§ **Consigne**
Extrayez sans rien modifier la partie du texte sur les intermittents qui commence par les mots contenant « Surtout, il insiste » et se termine par « pourra pas l’être. ».

§ **Extrait choisi**
════════

Il serait ainsi presque impossible, demain, d’obtenir la plus petite subvention des collectivités territoriales, de la DRAC, du CNC, etc., pour amorcer un projet de structure de production ou d’organisation d’un festival par exemple, sans attester d’un volume global de financement suffisant pour salarier des permanents. Seuls les projets de grandes compagnies ou de grands festivals verraient le jour, portés par ceux qui ont déjà accès aux réseaux qui permettent de trouver beaucoup d’argent.
C. La limitation à la formation
L’exposé précise que les formations doivent être « professionnelles de qualité » et adaptées (en terme de contenu et d’effectifs) au marché de l’emploi.
Surtout, il insiste sur la nécessité d’une coopération entre le ministère de la Culture et l’Education Nationale pour définir une carte nationale des formations adaptées aux besoins du marché. Cela signifie, à terme, la suppression des formations universitaires qui n’offrent pas de débouchés immédiats à leurs étudiants. Cette logique est déjà à l’œuvre dans les dernières réformes de l’université.
On régule donc à la naissance et on décide très tôt qui pourra être intermittent, qui ne pourra pas l’être.

════════

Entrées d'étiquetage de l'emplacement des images

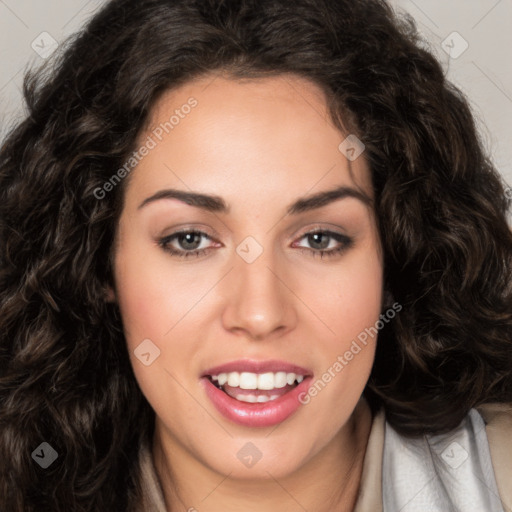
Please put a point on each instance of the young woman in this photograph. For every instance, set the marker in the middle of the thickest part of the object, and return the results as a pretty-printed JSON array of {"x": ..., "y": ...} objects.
[{"x": 253, "y": 257}]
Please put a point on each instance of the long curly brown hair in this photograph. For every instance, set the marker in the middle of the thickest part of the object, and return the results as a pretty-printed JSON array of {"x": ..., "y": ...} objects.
[{"x": 65, "y": 375}]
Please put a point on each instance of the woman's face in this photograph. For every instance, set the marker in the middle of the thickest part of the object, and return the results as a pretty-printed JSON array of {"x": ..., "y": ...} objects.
[{"x": 258, "y": 297}]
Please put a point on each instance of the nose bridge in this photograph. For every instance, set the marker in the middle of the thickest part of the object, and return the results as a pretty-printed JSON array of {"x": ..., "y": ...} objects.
[{"x": 259, "y": 303}]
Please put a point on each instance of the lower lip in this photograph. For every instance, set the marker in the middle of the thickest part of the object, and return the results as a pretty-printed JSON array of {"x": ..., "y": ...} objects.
[{"x": 256, "y": 414}]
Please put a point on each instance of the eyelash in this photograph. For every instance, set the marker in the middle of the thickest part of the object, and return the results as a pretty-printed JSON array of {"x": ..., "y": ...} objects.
[{"x": 346, "y": 243}]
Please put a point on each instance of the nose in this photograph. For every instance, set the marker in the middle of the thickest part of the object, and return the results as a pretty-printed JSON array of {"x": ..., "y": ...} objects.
[{"x": 259, "y": 301}]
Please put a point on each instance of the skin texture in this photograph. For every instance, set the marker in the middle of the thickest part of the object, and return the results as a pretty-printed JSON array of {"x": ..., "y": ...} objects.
[{"x": 260, "y": 145}]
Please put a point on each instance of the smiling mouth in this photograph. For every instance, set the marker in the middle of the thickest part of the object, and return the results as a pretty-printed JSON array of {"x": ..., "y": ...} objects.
[{"x": 256, "y": 388}]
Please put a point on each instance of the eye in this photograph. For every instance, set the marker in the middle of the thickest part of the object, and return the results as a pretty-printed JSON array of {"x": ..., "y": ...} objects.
[
  {"x": 187, "y": 243},
  {"x": 320, "y": 240}
]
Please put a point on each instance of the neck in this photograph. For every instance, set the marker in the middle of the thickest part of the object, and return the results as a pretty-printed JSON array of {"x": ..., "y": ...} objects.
[{"x": 334, "y": 474}]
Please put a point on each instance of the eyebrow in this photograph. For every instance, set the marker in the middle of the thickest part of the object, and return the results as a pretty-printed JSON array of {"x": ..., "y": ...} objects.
[{"x": 213, "y": 203}]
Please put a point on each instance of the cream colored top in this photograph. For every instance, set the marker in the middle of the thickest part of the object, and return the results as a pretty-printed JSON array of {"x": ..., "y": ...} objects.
[{"x": 498, "y": 429}]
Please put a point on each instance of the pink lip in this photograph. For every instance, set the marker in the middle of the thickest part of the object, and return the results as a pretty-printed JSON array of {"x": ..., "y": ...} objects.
[
  {"x": 248, "y": 365},
  {"x": 256, "y": 414}
]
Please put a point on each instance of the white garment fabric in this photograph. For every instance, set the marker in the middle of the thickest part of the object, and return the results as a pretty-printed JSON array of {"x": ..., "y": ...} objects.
[{"x": 450, "y": 472}]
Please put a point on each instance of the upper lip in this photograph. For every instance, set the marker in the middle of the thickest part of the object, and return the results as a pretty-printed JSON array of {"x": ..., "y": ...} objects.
[{"x": 253, "y": 366}]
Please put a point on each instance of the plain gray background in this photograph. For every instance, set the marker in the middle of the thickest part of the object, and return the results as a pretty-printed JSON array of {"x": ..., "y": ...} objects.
[{"x": 483, "y": 70}]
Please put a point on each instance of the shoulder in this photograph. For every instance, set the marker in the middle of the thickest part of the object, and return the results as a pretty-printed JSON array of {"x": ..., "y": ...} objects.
[
  {"x": 465, "y": 469},
  {"x": 498, "y": 426},
  {"x": 150, "y": 495}
]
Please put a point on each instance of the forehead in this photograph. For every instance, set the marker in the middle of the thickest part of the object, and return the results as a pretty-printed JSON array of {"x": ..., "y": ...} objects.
[{"x": 271, "y": 135}]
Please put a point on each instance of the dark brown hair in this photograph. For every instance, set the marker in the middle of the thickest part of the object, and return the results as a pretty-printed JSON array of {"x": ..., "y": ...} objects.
[{"x": 65, "y": 376}]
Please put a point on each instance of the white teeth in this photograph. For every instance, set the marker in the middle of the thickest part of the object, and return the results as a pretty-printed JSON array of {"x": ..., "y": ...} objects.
[
  {"x": 255, "y": 398},
  {"x": 248, "y": 381},
  {"x": 263, "y": 381},
  {"x": 234, "y": 379}
]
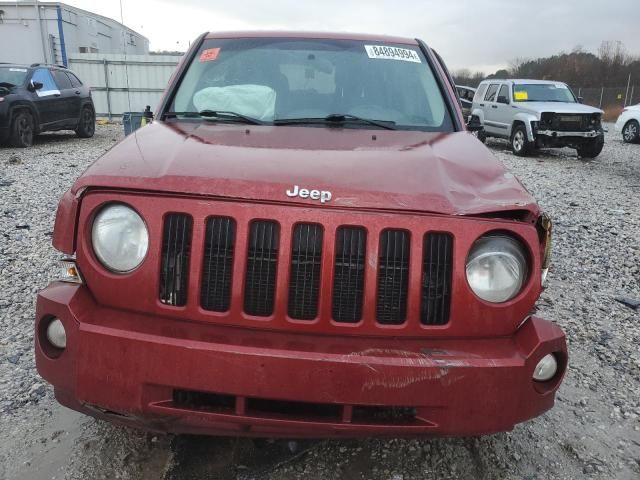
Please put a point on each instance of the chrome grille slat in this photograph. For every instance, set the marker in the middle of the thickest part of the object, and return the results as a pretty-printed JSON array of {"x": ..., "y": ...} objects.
[
  {"x": 436, "y": 278},
  {"x": 304, "y": 280},
  {"x": 219, "y": 245},
  {"x": 176, "y": 250}
]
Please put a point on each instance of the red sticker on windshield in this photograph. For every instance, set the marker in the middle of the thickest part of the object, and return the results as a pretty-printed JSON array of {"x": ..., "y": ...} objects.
[{"x": 209, "y": 55}]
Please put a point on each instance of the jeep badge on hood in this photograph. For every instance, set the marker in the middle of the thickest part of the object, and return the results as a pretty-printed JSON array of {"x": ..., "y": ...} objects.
[{"x": 322, "y": 195}]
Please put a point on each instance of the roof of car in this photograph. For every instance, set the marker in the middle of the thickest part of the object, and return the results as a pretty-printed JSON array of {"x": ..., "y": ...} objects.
[
  {"x": 320, "y": 35},
  {"x": 521, "y": 81}
]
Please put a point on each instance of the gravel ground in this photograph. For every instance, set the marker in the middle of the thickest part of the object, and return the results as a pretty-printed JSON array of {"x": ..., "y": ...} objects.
[{"x": 593, "y": 432}]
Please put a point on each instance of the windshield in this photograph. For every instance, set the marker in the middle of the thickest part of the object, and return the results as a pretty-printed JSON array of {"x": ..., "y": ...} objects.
[
  {"x": 546, "y": 92},
  {"x": 12, "y": 76},
  {"x": 274, "y": 80}
]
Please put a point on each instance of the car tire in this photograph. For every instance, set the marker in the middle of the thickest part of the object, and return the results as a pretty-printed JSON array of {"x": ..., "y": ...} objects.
[
  {"x": 520, "y": 144},
  {"x": 631, "y": 132},
  {"x": 22, "y": 129},
  {"x": 481, "y": 135},
  {"x": 87, "y": 123},
  {"x": 593, "y": 148}
]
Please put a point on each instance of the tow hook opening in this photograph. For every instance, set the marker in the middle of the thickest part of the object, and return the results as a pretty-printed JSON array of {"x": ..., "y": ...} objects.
[
  {"x": 52, "y": 336},
  {"x": 548, "y": 372}
]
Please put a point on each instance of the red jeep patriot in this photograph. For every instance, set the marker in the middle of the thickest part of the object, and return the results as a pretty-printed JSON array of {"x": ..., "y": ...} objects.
[{"x": 305, "y": 242}]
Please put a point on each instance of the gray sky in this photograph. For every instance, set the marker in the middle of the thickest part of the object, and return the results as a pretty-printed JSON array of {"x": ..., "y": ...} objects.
[{"x": 478, "y": 34}]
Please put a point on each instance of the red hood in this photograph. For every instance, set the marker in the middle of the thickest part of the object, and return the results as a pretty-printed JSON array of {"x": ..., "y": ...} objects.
[{"x": 378, "y": 169}]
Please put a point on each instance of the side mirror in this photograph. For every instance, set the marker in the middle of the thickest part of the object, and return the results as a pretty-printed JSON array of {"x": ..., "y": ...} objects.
[
  {"x": 474, "y": 124},
  {"x": 33, "y": 86}
]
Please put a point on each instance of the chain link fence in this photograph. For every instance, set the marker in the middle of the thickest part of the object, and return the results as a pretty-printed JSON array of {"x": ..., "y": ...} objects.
[{"x": 610, "y": 99}]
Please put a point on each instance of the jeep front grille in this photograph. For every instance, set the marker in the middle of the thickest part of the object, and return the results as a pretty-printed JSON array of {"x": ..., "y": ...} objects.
[
  {"x": 304, "y": 279},
  {"x": 176, "y": 246},
  {"x": 217, "y": 266},
  {"x": 393, "y": 277},
  {"x": 437, "y": 258},
  {"x": 262, "y": 263},
  {"x": 348, "y": 274},
  {"x": 306, "y": 271}
]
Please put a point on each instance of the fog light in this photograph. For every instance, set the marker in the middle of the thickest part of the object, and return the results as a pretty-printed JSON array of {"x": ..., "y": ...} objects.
[
  {"x": 546, "y": 368},
  {"x": 56, "y": 334}
]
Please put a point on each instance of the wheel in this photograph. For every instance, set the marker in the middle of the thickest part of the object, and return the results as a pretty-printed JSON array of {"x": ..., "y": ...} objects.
[
  {"x": 87, "y": 123},
  {"x": 520, "y": 145},
  {"x": 631, "y": 132},
  {"x": 22, "y": 130},
  {"x": 593, "y": 148}
]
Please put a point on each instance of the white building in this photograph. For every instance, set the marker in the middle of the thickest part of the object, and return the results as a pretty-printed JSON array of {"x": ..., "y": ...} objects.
[{"x": 51, "y": 32}]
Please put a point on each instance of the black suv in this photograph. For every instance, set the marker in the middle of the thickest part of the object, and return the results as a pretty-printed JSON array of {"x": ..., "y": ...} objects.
[{"x": 42, "y": 98}]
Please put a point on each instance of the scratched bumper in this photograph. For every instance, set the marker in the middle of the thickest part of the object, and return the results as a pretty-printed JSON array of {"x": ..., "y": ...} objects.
[{"x": 137, "y": 370}]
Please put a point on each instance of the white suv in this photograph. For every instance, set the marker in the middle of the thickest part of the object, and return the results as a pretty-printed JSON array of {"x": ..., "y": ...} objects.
[
  {"x": 629, "y": 124},
  {"x": 535, "y": 114}
]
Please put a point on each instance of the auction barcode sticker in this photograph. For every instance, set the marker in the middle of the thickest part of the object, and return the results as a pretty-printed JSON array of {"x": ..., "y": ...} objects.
[{"x": 392, "y": 53}]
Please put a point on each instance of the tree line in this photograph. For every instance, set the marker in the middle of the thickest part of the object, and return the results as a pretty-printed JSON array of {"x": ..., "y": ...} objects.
[{"x": 609, "y": 67}]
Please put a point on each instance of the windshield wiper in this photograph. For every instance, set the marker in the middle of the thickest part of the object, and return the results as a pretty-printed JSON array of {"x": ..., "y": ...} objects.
[
  {"x": 337, "y": 119},
  {"x": 217, "y": 115}
]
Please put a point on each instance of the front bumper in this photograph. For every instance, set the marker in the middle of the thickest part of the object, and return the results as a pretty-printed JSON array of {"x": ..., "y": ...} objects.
[
  {"x": 560, "y": 134},
  {"x": 138, "y": 370}
]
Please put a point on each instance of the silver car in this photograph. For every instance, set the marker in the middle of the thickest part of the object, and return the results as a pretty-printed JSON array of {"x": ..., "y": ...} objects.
[{"x": 534, "y": 114}]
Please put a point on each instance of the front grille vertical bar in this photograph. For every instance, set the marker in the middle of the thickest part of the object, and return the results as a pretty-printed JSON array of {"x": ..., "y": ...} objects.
[
  {"x": 240, "y": 265},
  {"x": 218, "y": 258},
  {"x": 393, "y": 277},
  {"x": 305, "y": 268},
  {"x": 372, "y": 255},
  {"x": 436, "y": 284},
  {"x": 176, "y": 252},
  {"x": 326, "y": 284},
  {"x": 348, "y": 281},
  {"x": 260, "y": 279}
]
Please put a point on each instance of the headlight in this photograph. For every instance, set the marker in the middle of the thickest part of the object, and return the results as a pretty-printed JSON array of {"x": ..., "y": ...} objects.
[
  {"x": 120, "y": 238},
  {"x": 496, "y": 268}
]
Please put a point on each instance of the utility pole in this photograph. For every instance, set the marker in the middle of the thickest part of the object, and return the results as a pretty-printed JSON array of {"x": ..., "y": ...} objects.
[
  {"x": 44, "y": 43},
  {"x": 627, "y": 92}
]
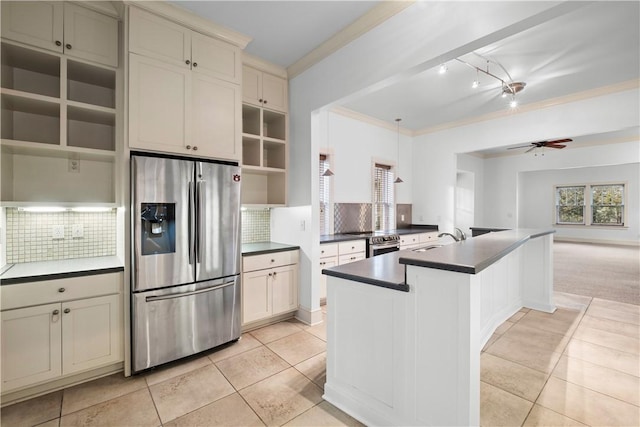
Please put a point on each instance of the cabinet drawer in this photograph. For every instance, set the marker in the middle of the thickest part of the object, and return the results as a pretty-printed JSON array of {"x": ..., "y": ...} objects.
[
  {"x": 45, "y": 292},
  {"x": 351, "y": 246},
  {"x": 346, "y": 259},
  {"x": 328, "y": 249},
  {"x": 273, "y": 259}
]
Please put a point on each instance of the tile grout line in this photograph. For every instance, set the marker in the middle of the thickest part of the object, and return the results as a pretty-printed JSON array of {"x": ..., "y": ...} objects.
[{"x": 535, "y": 402}]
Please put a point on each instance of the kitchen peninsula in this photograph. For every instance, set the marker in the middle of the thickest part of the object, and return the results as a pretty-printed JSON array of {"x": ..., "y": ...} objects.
[{"x": 405, "y": 330}]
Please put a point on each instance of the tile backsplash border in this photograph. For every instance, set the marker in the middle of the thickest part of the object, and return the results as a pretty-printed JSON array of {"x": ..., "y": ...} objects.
[{"x": 28, "y": 236}]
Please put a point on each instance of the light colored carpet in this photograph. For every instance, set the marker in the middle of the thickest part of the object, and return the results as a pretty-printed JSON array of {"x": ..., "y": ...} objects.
[{"x": 599, "y": 271}]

════════

§ **Réponse à l'exercice**
Surtout, il insiste sur la nécessité d’une coopération entre le ministère de la Culture et l’Education Nationale pour définir une carte nationale des formations adaptées aux besoins du marché. Cela signifie, à terme, la suppression des formations universitaires qui n’offrent pas de débouchés immédiats à leurs étudiants. Cette logique est déjà à l’œuvre dans les dernières réformes de l’université.
On régule donc à la naissance et on décide très tôt qui pourra être intermittent, qui ne pourra pas l’être.